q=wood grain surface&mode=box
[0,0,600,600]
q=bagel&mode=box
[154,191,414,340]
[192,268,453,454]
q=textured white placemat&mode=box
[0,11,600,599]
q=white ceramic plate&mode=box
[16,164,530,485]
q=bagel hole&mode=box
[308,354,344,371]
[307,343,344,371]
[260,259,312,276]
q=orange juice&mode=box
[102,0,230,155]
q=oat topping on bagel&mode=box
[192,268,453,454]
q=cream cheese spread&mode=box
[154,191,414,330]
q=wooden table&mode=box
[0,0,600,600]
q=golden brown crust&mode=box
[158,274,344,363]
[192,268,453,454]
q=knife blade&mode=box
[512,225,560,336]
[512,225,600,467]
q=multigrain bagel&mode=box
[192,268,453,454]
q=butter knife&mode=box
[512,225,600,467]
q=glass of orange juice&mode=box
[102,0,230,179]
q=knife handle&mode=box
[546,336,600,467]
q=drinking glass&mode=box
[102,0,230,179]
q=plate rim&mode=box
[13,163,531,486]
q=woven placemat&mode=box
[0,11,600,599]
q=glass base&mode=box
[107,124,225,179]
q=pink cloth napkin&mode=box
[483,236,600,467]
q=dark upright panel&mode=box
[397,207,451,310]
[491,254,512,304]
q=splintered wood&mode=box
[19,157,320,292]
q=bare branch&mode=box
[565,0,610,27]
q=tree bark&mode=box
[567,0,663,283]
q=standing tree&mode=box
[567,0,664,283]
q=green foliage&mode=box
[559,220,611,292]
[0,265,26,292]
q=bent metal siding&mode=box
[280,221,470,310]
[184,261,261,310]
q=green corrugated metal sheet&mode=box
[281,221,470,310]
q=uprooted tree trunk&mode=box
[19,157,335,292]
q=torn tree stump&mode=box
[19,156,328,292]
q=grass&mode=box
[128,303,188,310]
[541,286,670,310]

========================

*What you will do:*
Reproduce the entire listing above, line for line and character for character, with nothing changed, added, or left out.

*Task response:*
q=wood grain surface&mode=box
[0,0,600,600]
q=bagel&mode=box
[154,191,414,340]
[192,268,453,454]
q=textured white placemat&mode=box
[0,11,600,599]
q=white ceramic plate&mode=box
[16,164,530,485]
q=bagel hole&mode=box
[308,354,344,371]
[307,343,344,371]
[260,259,312,276]
q=orange juice&mode=box
[102,0,230,155]
q=oat topping on bagel&mode=box
[192,268,453,454]
q=cream cheese spread&mode=box
[154,191,414,330]
q=wooden table&mode=box
[0,0,600,600]
q=golden brown crust&mode=box
[158,274,344,363]
[192,268,453,454]
q=knife blade&mode=box
[512,225,560,336]
[512,225,600,467]
q=multigrain bagel&mode=box
[192,268,453,454]
q=butter knife&mode=box
[512,225,600,467]
q=glass of orange juice&mode=box
[102,0,230,179]
q=knife handle&mode=box
[546,336,600,467]
q=drinking glass&mode=box
[102,0,230,179]
q=plate rim&mode=box
[13,163,531,486]
q=woven placemat&mode=box
[0,11,600,599]
q=glass base&mode=box
[107,124,225,179]
q=pink cloth napkin&mode=box
[483,236,600,467]
q=dark upright panel&mode=box
[397,207,451,310]
[491,254,512,304]
q=splintered wood&mode=box
[19,157,320,292]
q=bare branch&mode=box
[565,0,610,27]
q=tree bark&mode=box
[567,0,663,283]
q=standing tree&mode=box
[567,0,664,283]
q=green foliage&mode=box
[559,220,611,292]
[0,265,26,292]
q=bent metal siding&mode=box
[280,221,470,310]
[184,261,261,310]
q=green corrugated metal sheet&mode=box
[281,221,470,310]
q=uprooted tree trunk&mode=box
[19,157,335,292]
q=torn tree stump&mode=box
[19,156,328,292]
q=grass&mode=box
[128,303,188,310]
[541,286,670,310]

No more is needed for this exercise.